Your instructions:
Find the line that contains "TARGET: white fuselage" in the entries below. Output it and each later line exactly, and nothing else.

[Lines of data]

--------------------

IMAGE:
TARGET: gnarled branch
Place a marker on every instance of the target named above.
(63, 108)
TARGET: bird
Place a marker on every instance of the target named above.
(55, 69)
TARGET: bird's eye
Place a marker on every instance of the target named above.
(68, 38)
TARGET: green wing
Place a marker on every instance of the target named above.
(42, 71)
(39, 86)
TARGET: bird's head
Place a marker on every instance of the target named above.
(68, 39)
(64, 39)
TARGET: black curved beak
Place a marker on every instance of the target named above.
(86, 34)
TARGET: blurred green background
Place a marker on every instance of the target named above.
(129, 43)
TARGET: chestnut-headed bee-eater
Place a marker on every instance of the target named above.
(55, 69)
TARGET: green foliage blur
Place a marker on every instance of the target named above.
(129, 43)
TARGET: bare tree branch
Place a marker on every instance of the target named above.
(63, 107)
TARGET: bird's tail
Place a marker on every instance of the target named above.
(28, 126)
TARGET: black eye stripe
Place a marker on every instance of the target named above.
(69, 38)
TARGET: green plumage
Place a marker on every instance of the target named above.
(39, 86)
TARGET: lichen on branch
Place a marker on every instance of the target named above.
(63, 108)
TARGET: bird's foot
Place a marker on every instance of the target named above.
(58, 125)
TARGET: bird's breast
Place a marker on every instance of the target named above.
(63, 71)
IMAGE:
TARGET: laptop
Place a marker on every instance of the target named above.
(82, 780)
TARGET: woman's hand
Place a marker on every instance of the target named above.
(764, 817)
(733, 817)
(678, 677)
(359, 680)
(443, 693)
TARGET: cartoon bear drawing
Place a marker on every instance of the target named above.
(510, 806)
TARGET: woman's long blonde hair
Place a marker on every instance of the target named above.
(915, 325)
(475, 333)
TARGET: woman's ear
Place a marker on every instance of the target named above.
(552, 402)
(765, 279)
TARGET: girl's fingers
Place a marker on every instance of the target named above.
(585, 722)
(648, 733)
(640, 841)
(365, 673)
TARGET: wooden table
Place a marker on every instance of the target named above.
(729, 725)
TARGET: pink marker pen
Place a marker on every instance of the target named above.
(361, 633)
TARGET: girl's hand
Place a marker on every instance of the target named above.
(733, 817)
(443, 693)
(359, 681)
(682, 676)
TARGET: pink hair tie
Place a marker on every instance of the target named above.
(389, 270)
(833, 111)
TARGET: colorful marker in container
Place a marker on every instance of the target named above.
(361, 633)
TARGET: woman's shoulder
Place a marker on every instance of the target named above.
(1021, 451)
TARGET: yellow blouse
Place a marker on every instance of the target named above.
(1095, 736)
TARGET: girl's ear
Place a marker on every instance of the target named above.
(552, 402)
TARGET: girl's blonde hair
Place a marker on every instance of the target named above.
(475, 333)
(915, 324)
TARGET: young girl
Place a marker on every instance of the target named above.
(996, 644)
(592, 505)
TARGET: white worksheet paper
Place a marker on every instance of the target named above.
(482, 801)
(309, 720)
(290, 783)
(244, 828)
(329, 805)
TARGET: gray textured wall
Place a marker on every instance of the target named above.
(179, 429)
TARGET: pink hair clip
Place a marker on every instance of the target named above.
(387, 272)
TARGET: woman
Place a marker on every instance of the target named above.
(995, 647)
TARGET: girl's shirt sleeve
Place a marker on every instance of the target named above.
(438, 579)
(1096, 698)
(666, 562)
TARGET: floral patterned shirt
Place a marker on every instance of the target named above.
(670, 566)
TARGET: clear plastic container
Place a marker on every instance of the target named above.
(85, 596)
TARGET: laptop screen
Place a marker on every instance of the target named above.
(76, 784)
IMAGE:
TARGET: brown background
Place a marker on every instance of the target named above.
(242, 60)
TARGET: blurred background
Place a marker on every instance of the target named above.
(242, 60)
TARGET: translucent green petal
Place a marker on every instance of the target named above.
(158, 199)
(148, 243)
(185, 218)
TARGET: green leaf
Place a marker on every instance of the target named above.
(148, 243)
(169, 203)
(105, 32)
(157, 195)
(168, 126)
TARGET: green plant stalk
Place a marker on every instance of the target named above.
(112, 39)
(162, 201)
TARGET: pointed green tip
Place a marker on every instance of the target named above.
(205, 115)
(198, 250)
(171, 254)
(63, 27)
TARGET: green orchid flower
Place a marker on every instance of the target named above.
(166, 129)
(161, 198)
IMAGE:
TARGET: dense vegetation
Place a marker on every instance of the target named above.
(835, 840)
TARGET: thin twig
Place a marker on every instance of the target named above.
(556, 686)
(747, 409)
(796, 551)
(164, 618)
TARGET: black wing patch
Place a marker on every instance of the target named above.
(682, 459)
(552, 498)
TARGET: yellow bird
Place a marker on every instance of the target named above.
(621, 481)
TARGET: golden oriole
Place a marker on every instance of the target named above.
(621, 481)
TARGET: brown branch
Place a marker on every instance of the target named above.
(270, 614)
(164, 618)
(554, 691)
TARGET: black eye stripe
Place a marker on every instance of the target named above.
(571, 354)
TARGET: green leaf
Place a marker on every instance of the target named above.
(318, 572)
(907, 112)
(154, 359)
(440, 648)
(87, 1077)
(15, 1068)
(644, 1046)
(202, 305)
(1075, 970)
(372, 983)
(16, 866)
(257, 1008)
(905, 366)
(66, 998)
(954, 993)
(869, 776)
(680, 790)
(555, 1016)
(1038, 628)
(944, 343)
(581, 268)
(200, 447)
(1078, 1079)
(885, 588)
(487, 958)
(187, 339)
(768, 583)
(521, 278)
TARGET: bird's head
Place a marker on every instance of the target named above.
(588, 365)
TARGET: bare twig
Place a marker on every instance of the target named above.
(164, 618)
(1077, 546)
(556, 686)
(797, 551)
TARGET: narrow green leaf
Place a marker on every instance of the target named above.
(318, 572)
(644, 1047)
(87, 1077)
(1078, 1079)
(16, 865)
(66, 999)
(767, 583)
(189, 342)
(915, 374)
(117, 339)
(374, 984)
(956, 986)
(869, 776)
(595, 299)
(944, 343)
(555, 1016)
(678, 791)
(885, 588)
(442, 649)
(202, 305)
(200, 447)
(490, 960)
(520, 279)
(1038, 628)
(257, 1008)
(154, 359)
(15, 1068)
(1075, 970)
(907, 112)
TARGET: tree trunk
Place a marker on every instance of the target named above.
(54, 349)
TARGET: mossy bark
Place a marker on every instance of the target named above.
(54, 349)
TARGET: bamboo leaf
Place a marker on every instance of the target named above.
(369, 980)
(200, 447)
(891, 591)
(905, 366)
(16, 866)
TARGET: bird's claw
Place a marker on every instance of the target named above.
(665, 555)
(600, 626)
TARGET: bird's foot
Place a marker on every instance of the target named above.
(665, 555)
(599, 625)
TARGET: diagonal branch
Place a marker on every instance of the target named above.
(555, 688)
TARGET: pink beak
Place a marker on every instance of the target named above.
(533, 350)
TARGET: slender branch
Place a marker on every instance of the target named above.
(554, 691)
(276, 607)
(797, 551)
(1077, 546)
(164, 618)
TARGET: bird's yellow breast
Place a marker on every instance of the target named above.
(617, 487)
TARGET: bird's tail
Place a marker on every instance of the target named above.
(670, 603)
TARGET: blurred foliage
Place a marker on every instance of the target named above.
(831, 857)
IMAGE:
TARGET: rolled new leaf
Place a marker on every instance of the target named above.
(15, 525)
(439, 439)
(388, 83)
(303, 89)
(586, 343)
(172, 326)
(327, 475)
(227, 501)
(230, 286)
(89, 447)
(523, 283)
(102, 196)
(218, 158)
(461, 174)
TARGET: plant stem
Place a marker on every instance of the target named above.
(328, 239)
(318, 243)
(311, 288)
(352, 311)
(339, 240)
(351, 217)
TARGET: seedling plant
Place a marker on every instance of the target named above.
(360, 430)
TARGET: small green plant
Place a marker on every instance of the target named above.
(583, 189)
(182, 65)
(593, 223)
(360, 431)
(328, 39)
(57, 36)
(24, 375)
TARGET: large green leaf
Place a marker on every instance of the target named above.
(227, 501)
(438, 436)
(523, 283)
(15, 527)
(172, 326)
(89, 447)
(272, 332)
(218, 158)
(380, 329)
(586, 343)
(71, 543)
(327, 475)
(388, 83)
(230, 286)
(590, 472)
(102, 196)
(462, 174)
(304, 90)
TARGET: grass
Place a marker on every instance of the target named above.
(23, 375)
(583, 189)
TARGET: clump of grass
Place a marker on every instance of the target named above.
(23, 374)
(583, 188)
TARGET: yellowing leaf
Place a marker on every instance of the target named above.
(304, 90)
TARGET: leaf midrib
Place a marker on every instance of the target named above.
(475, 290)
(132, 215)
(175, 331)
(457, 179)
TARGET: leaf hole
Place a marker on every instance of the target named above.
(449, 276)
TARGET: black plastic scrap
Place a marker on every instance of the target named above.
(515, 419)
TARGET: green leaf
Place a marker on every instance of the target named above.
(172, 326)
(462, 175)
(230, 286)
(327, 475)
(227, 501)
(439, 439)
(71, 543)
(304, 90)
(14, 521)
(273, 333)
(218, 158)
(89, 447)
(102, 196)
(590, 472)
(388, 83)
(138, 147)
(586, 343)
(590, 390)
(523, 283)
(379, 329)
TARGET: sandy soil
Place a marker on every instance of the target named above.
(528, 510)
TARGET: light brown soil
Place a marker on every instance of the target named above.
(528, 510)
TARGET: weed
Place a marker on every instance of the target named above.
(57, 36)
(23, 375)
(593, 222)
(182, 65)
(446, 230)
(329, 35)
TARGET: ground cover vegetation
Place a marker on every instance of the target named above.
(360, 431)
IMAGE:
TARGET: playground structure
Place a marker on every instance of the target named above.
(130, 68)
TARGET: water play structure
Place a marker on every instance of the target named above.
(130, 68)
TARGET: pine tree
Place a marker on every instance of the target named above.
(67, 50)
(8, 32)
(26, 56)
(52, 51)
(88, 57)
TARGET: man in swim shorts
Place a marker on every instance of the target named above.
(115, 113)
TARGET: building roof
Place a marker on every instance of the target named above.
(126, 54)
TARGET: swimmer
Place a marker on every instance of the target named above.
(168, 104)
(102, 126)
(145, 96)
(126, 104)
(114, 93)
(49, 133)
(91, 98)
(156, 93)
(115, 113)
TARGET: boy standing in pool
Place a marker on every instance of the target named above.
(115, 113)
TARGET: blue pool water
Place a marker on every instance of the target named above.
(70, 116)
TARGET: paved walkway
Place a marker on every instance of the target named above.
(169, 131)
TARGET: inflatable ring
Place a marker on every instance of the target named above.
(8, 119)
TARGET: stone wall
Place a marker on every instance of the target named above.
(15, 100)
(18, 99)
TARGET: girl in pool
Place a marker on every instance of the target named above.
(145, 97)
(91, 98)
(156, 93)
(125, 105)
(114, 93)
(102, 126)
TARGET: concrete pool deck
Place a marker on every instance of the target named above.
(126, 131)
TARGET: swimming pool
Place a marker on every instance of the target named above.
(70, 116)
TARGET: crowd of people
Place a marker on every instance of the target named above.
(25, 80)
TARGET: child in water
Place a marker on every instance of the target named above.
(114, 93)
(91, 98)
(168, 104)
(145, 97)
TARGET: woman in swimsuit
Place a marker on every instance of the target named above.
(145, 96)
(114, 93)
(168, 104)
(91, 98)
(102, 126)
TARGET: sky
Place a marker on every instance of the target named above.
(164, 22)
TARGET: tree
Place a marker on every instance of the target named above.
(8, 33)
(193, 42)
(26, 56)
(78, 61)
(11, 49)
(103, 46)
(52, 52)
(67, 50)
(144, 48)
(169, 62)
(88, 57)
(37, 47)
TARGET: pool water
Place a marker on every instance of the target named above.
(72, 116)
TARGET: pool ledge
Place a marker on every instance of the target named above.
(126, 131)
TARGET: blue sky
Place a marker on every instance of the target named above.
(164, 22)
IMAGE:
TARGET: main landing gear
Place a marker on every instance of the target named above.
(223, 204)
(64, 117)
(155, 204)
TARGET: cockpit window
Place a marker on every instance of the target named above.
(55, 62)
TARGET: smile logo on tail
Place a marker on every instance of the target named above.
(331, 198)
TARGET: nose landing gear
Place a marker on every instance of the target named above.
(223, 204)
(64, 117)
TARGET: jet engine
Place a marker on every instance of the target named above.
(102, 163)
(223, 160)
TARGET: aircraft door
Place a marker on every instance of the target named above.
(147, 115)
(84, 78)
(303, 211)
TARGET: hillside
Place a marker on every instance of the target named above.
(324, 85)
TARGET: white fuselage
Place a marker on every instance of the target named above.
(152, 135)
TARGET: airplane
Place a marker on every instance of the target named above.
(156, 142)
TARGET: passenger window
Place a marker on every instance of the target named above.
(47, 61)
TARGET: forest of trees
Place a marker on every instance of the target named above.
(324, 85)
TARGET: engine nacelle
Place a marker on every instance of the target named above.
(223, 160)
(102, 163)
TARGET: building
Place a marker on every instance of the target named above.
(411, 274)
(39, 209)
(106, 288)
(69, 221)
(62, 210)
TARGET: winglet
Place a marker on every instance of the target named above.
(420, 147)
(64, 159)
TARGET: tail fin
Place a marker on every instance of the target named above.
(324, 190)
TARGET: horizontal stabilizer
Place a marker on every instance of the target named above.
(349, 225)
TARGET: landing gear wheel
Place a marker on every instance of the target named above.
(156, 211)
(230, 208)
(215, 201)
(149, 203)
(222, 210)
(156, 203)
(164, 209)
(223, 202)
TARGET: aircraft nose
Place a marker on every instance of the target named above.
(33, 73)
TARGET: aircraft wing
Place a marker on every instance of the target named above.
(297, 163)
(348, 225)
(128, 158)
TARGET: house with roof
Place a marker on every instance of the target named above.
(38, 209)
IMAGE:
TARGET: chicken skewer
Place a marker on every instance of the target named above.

--------------------

Expected answer:
TARGET: white fuselage
Place a marker on every instance of the target named above.
(152, 135)
TARGET: airplane
Place a marker on every instance of the target named above.
(156, 142)
TARGET: passenger window
Place a marker on every instance of the target named above.
(47, 61)
TARGET: forest of trees
Place a marker on every instance of the target named above.
(324, 85)
TARGET: engine nacelle
Place a marker on every instance of the target named above.
(223, 160)
(102, 163)
TARGET: building
Place a marker on every instance of the target named above.
(411, 274)
(39, 209)
(106, 288)
(69, 221)
(62, 210)
TARGET: winglet
Place a marker on every instance of the target named above.
(420, 147)
(64, 159)
TARGET: tail fin
Place a marker on every instance of the target named above.
(324, 190)
TARGET: horizontal stabilizer
Place a marker on every instance of the target named above.
(349, 225)
TARGET: landing gear wheel
Place a marker on every instance of the target named above.
(156, 211)
(230, 208)
(215, 201)
(149, 203)
(222, 210)
(156, 203)
(164, 209)
(223, 202)
TARGET: aircraft nose
Place a marker on every instance of the target named above.
(33, 73)
TARGET: aircraft wing
Place a marker on every instance of the target named above.
(297, 163)
(348, 225)
(128, 158)
TARGET: house with roof
Place a marker on every instance of the target named above.
(38, 209)
IMAGE:
TARGET: chicken skewer
Place a marker on every instance of the target named above.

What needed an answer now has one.